Task item:
Search the records for the string "loader", and show each line where it appears.

The records:
###

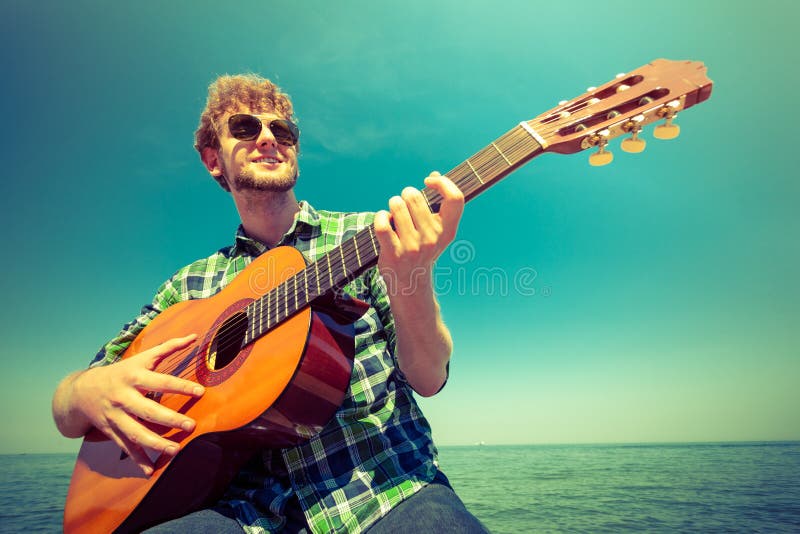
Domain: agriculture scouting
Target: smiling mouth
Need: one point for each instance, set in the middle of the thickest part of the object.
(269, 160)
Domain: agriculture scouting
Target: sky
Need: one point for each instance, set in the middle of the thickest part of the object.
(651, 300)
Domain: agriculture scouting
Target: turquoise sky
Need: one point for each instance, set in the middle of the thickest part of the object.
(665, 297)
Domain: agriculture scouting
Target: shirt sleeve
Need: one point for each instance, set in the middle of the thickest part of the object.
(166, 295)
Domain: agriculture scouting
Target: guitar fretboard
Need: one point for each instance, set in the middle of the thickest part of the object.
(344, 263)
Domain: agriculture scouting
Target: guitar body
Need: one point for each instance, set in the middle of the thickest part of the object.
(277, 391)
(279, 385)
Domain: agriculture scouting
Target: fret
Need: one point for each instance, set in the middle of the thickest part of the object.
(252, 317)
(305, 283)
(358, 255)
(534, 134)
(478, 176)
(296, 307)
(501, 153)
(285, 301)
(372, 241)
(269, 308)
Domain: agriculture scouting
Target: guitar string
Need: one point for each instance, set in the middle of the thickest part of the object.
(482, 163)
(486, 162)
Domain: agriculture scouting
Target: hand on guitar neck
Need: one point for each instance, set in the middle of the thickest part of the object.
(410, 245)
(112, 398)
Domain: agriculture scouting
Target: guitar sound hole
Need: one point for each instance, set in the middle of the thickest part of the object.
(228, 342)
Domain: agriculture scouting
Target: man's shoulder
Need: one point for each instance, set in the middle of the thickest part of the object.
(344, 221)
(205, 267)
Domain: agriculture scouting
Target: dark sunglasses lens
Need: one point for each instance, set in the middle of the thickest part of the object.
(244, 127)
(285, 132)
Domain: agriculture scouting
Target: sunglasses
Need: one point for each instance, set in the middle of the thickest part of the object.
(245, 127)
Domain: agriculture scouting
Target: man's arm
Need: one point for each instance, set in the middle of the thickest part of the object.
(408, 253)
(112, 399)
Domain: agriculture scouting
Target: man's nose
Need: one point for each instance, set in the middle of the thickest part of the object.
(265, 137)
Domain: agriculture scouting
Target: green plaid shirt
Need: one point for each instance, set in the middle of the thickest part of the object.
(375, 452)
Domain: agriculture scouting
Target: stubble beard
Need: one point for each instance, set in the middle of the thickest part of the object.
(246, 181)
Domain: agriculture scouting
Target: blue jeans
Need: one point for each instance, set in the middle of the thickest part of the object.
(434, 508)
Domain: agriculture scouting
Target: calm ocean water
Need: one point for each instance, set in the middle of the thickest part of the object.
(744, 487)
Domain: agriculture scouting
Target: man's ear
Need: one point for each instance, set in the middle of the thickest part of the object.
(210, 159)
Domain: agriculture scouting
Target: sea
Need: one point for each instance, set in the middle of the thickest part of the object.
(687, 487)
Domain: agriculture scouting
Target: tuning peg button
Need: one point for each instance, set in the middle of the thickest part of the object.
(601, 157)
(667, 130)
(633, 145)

###

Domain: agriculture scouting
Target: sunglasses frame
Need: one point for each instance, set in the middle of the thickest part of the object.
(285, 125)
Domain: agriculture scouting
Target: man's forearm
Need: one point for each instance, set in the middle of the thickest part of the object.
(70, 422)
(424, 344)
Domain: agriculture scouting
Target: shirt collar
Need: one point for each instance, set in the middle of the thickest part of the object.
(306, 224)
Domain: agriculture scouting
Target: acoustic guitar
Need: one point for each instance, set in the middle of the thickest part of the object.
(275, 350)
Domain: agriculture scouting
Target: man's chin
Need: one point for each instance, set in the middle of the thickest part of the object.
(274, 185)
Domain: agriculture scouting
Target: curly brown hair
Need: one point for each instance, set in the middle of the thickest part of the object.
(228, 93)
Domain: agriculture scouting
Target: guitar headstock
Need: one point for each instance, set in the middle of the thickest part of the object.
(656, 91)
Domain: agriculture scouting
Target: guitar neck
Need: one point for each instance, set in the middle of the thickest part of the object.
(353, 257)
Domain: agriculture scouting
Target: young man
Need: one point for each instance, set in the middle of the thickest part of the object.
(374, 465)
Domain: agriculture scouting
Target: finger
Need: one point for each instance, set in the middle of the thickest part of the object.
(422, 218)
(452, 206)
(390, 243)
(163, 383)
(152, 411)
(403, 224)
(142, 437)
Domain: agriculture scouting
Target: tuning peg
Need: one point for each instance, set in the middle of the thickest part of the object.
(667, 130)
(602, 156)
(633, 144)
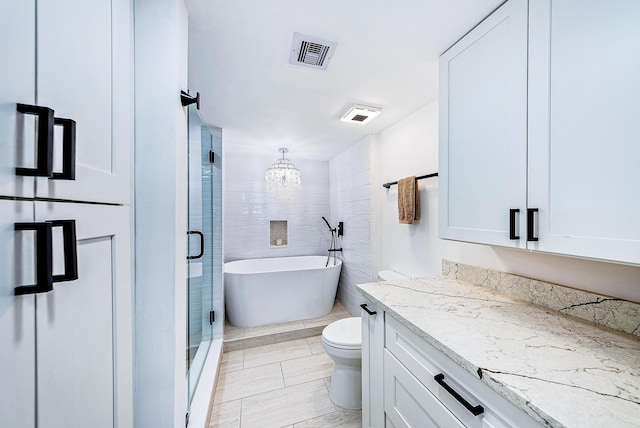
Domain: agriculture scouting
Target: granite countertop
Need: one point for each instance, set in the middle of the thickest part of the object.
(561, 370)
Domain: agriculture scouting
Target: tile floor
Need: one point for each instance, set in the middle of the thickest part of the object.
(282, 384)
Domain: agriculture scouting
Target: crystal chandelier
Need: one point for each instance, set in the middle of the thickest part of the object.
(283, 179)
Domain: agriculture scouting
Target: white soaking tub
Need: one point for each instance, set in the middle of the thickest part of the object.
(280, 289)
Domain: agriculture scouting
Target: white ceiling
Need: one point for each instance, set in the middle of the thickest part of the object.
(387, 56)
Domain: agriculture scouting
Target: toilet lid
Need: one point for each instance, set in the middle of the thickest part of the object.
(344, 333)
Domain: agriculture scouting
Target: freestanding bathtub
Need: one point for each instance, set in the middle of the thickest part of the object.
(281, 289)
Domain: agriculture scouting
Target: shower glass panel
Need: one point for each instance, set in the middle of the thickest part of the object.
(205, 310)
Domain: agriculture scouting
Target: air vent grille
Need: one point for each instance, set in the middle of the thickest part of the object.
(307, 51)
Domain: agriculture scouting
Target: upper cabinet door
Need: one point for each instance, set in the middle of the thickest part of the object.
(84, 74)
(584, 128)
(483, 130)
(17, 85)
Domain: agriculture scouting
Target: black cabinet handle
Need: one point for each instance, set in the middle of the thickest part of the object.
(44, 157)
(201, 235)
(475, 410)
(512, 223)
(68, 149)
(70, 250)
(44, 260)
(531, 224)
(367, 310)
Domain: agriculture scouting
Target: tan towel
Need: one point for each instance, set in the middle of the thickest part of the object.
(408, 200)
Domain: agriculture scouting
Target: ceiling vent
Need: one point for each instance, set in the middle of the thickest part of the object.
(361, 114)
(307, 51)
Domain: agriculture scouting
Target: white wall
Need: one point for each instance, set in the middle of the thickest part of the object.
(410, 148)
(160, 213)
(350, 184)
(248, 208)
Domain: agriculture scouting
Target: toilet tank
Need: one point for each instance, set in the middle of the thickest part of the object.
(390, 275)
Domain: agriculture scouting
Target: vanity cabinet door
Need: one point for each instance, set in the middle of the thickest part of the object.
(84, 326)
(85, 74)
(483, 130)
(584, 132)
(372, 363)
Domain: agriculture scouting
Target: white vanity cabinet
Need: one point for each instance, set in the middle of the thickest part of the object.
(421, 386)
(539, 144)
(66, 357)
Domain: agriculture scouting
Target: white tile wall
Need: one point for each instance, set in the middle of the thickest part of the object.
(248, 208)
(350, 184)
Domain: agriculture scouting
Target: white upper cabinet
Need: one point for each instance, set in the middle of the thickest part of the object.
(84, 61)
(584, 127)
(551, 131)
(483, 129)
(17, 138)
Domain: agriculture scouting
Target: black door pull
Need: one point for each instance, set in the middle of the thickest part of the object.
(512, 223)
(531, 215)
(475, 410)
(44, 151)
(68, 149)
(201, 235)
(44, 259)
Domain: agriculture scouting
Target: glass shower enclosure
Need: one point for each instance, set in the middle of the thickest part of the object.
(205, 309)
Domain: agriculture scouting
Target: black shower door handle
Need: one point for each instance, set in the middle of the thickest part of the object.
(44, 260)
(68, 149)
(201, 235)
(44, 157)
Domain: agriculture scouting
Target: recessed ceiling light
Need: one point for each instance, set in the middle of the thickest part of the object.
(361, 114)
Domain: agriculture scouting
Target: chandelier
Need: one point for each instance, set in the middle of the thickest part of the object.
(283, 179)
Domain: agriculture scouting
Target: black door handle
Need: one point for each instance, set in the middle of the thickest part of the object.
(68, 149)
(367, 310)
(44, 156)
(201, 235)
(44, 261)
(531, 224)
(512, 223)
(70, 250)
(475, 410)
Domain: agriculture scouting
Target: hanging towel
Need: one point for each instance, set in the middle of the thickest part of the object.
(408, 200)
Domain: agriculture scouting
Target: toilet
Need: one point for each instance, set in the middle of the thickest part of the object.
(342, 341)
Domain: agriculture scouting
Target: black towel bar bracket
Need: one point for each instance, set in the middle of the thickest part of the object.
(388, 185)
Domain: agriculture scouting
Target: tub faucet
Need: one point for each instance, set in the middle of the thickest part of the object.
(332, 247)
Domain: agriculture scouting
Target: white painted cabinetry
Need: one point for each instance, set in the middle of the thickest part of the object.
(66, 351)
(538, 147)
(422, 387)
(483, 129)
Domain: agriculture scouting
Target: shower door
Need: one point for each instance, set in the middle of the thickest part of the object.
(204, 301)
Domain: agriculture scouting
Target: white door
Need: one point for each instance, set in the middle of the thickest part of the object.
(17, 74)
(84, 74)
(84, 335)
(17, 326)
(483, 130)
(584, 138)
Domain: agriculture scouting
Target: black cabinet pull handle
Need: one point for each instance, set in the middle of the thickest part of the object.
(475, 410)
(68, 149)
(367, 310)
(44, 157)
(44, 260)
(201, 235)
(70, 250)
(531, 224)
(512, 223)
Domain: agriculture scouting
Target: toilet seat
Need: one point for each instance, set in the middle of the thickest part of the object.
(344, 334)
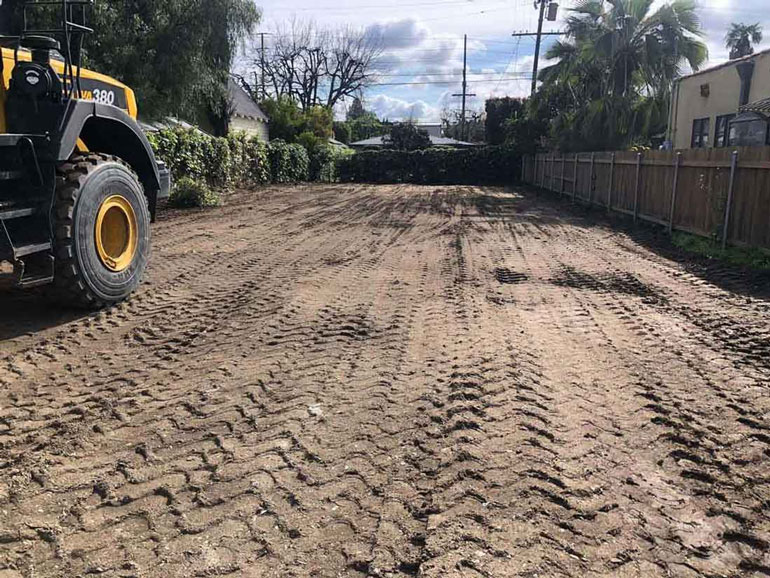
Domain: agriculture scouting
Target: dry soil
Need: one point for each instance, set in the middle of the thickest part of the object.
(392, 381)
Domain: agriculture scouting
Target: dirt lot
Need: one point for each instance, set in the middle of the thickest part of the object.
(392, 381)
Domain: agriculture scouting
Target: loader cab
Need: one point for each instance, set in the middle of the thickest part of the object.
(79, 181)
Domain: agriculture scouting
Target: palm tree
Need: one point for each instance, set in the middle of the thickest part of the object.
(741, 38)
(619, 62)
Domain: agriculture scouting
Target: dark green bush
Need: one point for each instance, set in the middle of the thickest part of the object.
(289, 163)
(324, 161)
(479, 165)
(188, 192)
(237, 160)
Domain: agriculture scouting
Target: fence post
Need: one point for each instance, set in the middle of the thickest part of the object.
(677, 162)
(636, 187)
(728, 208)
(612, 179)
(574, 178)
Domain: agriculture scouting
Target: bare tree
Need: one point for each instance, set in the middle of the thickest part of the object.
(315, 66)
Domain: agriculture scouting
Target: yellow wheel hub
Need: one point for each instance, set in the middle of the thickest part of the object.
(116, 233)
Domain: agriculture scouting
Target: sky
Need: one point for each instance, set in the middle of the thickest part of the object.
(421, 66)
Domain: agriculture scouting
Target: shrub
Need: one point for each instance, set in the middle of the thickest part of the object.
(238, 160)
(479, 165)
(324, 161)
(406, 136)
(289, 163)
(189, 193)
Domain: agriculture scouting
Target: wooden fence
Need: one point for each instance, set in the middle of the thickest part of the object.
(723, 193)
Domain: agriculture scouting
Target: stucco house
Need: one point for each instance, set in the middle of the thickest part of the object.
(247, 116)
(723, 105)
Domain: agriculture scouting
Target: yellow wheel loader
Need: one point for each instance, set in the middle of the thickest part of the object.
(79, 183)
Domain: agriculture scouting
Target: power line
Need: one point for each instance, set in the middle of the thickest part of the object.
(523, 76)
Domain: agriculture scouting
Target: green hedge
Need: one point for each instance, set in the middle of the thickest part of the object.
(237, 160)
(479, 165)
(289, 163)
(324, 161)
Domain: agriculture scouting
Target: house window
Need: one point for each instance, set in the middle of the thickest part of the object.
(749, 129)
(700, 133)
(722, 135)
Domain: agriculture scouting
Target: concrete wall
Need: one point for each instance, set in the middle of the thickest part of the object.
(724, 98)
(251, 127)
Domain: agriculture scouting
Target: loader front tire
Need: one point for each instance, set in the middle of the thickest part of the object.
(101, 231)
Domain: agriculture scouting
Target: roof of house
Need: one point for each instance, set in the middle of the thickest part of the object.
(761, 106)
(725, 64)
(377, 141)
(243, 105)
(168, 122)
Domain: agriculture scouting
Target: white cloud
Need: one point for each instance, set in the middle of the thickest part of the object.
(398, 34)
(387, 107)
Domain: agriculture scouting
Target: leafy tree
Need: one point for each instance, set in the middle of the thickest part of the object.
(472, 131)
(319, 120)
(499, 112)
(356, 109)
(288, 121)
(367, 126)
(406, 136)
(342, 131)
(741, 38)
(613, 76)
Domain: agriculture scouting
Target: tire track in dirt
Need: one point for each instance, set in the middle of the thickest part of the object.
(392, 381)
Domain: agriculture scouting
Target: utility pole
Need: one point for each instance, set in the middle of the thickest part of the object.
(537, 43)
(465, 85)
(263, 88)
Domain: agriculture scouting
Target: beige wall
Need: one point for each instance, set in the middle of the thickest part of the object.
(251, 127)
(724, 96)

###

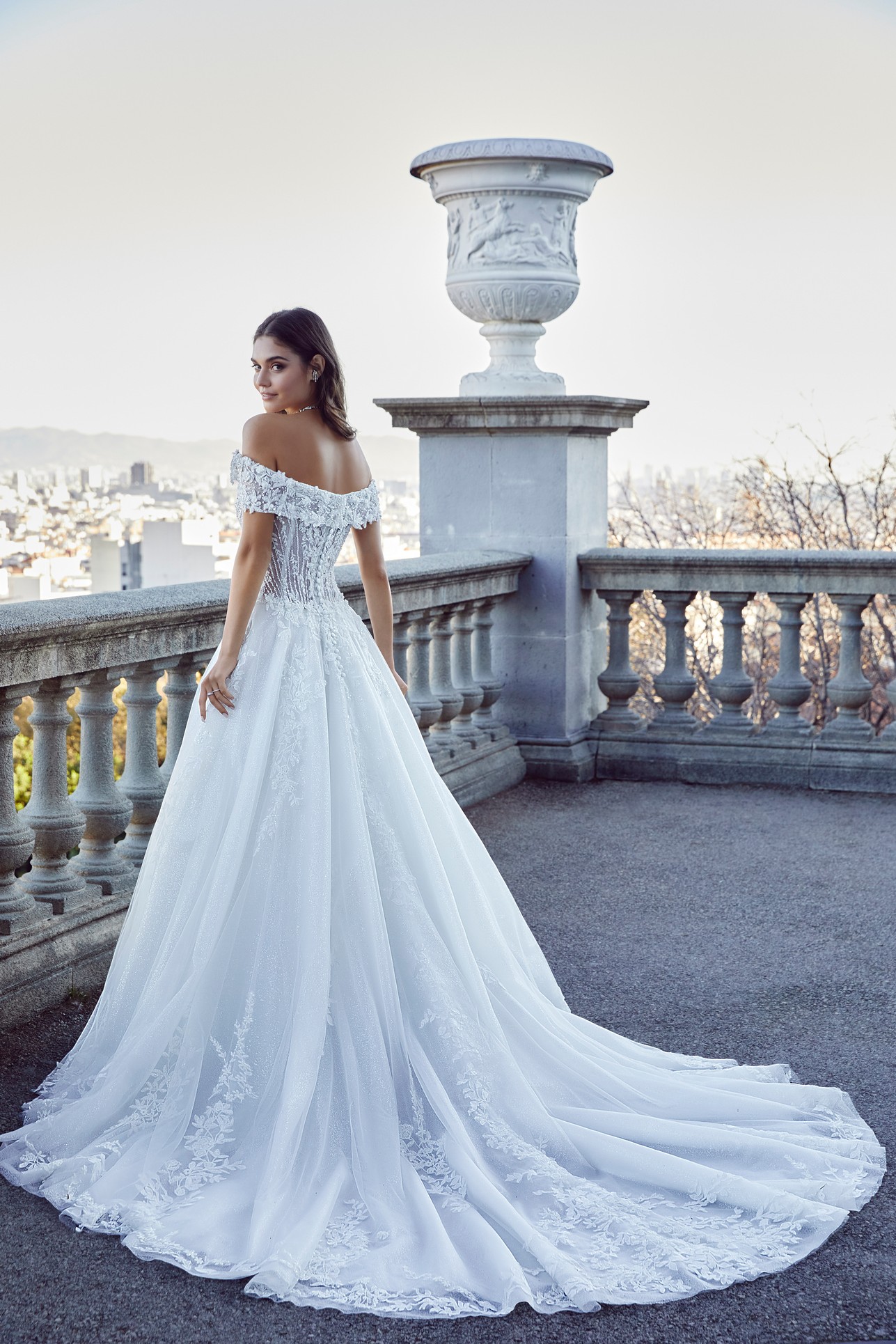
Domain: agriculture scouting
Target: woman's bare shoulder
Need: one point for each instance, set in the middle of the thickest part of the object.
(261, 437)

###

Exercise output:
Target: loader cab
Target: yellow wheel loader
Target: loader front tire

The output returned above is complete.